_Instruction_
Reproduce the entries below in full, word for word.

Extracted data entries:
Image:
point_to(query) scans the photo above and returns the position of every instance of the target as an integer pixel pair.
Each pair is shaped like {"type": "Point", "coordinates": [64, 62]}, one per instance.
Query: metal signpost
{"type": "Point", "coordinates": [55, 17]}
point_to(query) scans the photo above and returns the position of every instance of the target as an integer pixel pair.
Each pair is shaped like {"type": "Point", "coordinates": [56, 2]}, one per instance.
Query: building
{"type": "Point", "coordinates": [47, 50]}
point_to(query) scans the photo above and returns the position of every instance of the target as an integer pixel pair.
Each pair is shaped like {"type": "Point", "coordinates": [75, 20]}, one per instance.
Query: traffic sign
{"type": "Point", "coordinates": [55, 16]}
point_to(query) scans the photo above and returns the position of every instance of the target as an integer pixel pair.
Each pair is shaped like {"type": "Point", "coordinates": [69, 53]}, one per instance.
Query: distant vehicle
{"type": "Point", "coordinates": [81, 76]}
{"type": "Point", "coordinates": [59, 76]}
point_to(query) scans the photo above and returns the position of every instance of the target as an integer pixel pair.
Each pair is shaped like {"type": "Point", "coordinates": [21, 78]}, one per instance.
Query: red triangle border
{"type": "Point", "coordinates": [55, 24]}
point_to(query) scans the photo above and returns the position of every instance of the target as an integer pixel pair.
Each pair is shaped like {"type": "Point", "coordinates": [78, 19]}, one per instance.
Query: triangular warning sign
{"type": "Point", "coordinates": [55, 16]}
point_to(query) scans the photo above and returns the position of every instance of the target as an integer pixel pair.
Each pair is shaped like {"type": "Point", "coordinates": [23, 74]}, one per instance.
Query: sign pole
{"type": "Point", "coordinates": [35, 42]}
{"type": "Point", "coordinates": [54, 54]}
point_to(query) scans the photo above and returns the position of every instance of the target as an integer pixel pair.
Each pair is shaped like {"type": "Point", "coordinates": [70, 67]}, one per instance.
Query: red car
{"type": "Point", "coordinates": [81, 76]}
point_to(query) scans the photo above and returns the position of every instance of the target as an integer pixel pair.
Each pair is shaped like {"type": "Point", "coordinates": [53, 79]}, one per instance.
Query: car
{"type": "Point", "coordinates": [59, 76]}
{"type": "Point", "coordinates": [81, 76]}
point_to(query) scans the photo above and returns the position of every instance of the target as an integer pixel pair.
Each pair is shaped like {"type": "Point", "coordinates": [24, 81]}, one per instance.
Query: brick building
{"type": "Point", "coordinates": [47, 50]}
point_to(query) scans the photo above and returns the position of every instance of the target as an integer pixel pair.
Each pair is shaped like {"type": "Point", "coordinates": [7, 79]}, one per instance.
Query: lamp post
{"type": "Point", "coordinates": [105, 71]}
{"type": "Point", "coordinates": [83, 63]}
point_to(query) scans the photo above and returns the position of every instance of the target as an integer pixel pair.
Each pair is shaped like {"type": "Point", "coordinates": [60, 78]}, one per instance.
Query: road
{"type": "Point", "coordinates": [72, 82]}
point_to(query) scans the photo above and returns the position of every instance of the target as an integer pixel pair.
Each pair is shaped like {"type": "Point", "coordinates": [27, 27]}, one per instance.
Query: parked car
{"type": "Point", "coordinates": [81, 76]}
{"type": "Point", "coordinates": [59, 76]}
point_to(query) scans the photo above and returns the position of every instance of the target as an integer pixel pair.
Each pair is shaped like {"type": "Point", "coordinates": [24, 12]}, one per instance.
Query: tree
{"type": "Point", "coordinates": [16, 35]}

_Answer to the exercise_
Image:
point_to(query) scans the photo above and returns the position of every instance of the target as an integer pixel pair.
Each pair is shaped like {"type": "Point", "coordinates": [64, 62]}, one per instance.
Query: metal signpost
{"type": "Point", "coordinates": [55, 17]}
point_to(query) scans the photo above and returns the position of every instance of the target as an integer pixel pair.
Each pair is shaped like {"type": "Point", "coordinates": [56, 2]}, one per instance.
Query: building
{"type": "Point", "coordinates": [47, 50]}
point_to(query) scans the photo above and returns the position of every instance of the target as an integer pixel pair.
Each pair is shaped like {"type": "Point", "coordinates": [75, 20]}, one per instance.
Query: traffic sign
{"type": "Point", "coordinates": [55, 16]}
point_to(query) scans the photo above and returns the position of every instance of the target as an integer pixel pair.
Each pair is shaped like {"type": "Point", "coordinates": [69, 53]}, one per instance.
Query: distant vehicle
{"type": "Point", "coordinates": [81, 76]}
{"type": "Point", "coordinates": [59, 76]}
point_to(query) scans the photo above and returns the position of every instance of the target as an integer pixel pair.
Each pair is shaped like {"type": "Point", "coordinates": [21, 78]}, one per instance.
Query: red triangle border
{"type": "Point", "coordinates": [55, 24]}
point_to(query) scans the photo above and returns the position of every instance of the target as an integer pixel pair.
Each pair is shaped like {"type": "Point", "coordinates": [78, 19]}, one per instance.
Query: triangular warning sign
{"type": "Point", "coordinates": [55, 16]}
point_to(query) scans the photo above and returns the position of every instance of the target as an integer pixel pair.
Each pair is shaped like {"type": "Point", "coordinates": [23, 74]}, one per instance.
Query: sign pole
{"type": "Point", "coordinates": [35, 42]}
{"type": "Point", "coordinates": [54, 54]}
point_to(query) scans the photo above and returns the position of every instance of the target as an integer pixel pair.
Each pair is shaped like {"type": "Point", "coordinates": [70, 67]}, one per instance.
Query: red car
{"type": "Point", "coordinates": [81, 76]}
point_to(query) scans the photo above and returns the position of every instance of the target as an integer pixel pair.
Each pair is shaped like {"type": "Point", "coordinates": [53, 79]}, one per instance.
Query: car
{"type": "Point", "coordinates": [59, 76]}
{"type": "Point", "coordinates": [81, 76]}
point_to(query) scans the photo above and returns the position of every instance of the target as an integer pixel pair.
Each pair is shaped like {"type": "Point", "coordinates": [24, 81]}, one per instance.
Query: brick building
{"type": "Point", "coordinates": [47, 50]}
point_to(query) scans the photo above and returns the position of every instance of the target as an integer pixel pair.
Each pair is shaped like {"type": "Point", "coordinates": [7, 79]}, one per instance.
Query: lamp post
{"type": "Point", "coordinates": [105, 71]}
{"type": "Point", "coordinates": [83, 63]}
point_to(query) scans the photo above and returns the position of every instance of the target as an integer pixel pair.
Each pair is shaped like {"type": "Point", "coordinates": [60, 78]}, one per instance.
Query: road
{"type": "Point", "coordinates": [72, 82]}
point_to(query) scans the photo above and returns the position of every instance of the target as an integer pixel pair.
Each pair is shaped like {"type": "Point", "coordinates": [27, 27]}, one per instance.
Query: parked car
{"type": "Point", "coordinates": [81, 76]}
{"type": "Point", "coordinates": [59, 76]}
point_to(query) scans the photo above and returns the position of every instance of the target as an integer pixel pair.
Each pair is shaped like {"type": "Point", "coordinates": [24, 12]}, one per instance.
Query: tree
{"type": "Point", "coordinates": [16, 35]}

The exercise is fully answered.